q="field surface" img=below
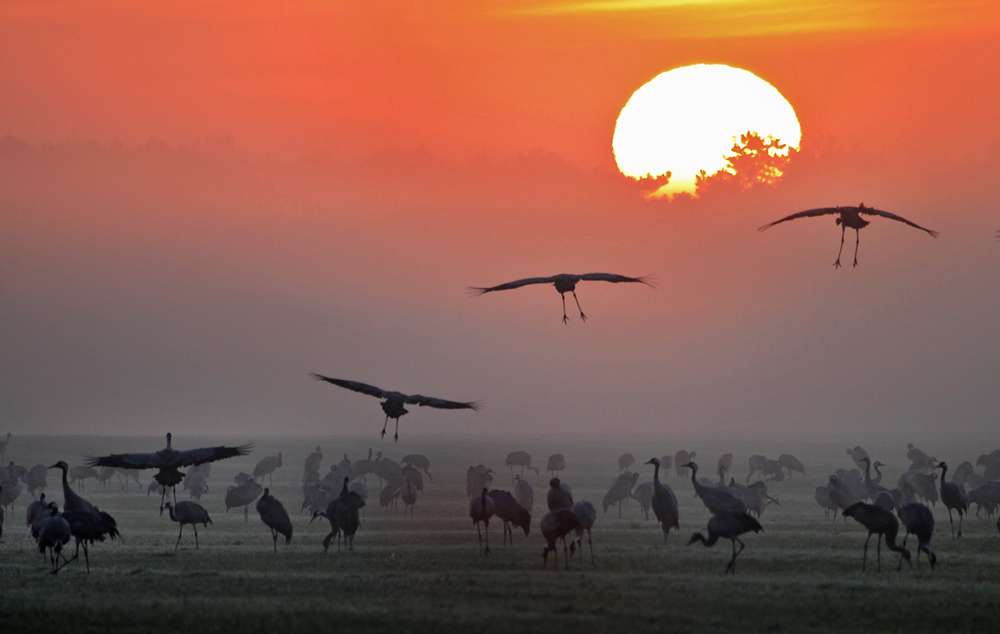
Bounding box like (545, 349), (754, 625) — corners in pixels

* * *

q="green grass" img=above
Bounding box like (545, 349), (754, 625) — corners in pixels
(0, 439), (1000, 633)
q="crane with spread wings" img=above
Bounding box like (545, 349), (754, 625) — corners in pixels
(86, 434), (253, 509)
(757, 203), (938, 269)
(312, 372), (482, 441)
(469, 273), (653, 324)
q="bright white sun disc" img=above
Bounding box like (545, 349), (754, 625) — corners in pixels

→ **Task goal**
Count how many lines of the listing contain the string "above", matching case exactly. Reply with only that number.

→ **Task output**
3